Во-первых, личное устройство авангардиста метамодерна состоит из 4 персон вместо 3 персон Сен Симона. А именно: непосредственно художник, то есть он же исполнитель. Заметьте — художник и он же исполнитель. При этом исполнение может быть из разных материалов. Это может быть на скрипке, это может быть на бетоне, это может быть социальный проект, перформанс. Но он исполнитель, он художник. То есть художник вышел от создания одного вида произведения: он воплощает сценарий.

Второе — это эксперт. Потому что в современном мире эксперт это учёный и не только ученый. Он ещё должен понимать общественное. Он эксперт больше, чем ученый в этом описании. Эксперт всегда хорошо обучен, причём шире обучен, чем учёный человек. Эксперт отличается от специалиста шириной знаний, а специалист глубиной. Ну если он при этом ученый, то какая-то глубина научного в нём заложена.
Эрика:

Теперь понимаю, что вы, Павел, дополнили «сущность» авангарда конкретными личностями или субличностями. И у меня в этом контексте возникло еще одно понимание, в сравнение с постмодерном.

Если авангардист — это автор, который мог себе позволить наблюдать за зрителем, то постмодернист – это больше читатель, то есть он созерцает на то, как смотрят на его работы, он постоянно входит в контакт с людьми, которые являются зрителями. Можно сказать, что в постмодернизме адресат играет очень важную роль. У постмодерниста может измениться свое впечатление о его работе, благодаря реакции зрителя. Если у авангардиста, реакция — это важный аспект, но он не меняет своей цели, то постмодернист может и менять свои позиции, цели, благодаря тому, что он является читателем реакций зрителей.

* * * * * * * * *

* ЗАДАНИЯ:
1. Продублируйте дословно часть фрагмента текста между словами «Если авангардист —» и «читателем реакций зрителей.», включая их.
2. Покажите все строки ниже, в которых встречается слово «clock». Регистр букв имеет значение.

* * * * * * * * *

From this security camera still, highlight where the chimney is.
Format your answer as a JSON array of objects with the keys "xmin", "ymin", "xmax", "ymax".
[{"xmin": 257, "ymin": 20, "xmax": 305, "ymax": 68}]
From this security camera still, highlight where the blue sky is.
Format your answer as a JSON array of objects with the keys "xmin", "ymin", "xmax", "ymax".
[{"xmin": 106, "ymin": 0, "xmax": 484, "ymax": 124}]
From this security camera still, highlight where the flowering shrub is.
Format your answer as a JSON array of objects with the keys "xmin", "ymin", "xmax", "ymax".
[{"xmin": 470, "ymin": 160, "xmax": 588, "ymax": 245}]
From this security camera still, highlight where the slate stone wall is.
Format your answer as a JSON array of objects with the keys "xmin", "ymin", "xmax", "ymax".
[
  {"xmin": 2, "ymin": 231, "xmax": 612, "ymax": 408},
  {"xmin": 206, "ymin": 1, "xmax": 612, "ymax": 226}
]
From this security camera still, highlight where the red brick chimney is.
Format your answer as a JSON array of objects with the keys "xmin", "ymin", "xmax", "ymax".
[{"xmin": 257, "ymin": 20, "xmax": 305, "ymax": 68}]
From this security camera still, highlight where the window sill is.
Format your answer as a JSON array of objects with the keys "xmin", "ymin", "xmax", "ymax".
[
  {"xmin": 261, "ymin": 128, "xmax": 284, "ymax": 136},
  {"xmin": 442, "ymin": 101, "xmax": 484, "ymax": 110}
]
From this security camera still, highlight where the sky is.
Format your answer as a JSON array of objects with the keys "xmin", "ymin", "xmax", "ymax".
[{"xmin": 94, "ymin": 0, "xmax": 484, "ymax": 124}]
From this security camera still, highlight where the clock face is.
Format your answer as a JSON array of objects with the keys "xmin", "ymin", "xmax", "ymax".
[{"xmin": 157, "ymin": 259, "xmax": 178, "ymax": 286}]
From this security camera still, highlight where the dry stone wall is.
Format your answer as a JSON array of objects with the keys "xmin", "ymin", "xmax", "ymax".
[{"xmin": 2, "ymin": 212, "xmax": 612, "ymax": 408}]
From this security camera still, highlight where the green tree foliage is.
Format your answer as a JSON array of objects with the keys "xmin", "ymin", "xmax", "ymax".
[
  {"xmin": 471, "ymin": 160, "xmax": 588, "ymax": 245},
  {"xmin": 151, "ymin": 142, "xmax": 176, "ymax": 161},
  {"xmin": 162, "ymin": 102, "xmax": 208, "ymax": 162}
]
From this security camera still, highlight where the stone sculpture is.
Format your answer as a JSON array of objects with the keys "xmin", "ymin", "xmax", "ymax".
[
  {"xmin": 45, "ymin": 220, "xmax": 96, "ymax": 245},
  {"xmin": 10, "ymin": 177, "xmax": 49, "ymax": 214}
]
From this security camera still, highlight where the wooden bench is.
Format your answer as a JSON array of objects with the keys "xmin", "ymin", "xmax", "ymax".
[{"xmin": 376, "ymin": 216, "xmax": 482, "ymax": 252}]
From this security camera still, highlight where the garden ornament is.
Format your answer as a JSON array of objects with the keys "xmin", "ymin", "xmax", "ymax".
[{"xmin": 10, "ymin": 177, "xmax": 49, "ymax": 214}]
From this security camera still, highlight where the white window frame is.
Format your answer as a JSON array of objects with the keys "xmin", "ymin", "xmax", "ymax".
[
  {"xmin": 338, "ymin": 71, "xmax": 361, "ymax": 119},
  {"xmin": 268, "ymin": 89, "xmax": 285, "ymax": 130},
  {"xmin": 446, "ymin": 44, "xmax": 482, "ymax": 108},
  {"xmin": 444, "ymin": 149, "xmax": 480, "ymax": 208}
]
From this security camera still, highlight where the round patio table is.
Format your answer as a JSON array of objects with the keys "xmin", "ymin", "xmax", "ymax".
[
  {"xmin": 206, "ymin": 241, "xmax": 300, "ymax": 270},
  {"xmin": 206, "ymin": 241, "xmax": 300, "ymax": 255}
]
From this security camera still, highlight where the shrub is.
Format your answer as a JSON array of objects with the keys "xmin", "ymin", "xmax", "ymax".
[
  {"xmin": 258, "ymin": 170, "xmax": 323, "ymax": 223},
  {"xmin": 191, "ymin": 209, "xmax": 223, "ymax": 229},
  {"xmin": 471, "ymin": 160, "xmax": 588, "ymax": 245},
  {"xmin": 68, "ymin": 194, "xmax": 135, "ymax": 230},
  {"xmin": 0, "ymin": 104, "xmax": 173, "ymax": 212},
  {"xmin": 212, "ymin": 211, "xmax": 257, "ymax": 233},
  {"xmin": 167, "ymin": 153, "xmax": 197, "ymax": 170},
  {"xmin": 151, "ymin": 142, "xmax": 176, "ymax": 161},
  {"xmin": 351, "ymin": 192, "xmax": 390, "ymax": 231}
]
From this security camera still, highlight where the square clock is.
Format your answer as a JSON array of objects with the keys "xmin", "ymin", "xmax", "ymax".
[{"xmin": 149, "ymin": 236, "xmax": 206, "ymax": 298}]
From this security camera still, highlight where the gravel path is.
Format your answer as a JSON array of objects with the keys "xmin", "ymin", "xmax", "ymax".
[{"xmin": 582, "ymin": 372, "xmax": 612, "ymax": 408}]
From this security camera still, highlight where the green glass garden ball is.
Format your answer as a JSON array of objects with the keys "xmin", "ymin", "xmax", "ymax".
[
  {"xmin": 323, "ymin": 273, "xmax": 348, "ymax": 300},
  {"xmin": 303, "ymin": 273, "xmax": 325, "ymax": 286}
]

* * * * * * * * *

* ОТВЕТЫ:
1.
Если авангардист — это автор, который мог себе позволить наблюдать за зрителем, то постмодернист – это больше читатель, то есть он созерцает на то, как смотрят на его работы, он постоянно входит в контакт с людьми, которые являются зрителями. Можно сказать, что в постмодернизме адресат играет очень важную роль. У постмодерниста может измениться свое впечатление о его работе, благодаря реакции зрителя. Если у авангардиста, реакция — это важный аспект, но он не меняет своей цели, то постмодернист может и менять свои позиции, цели, благодаря тому, что он является читателем реакций зрителей.

2.
From this security camera still, highlight where the clock face is.
From this security camera still, highlight where the square clock is.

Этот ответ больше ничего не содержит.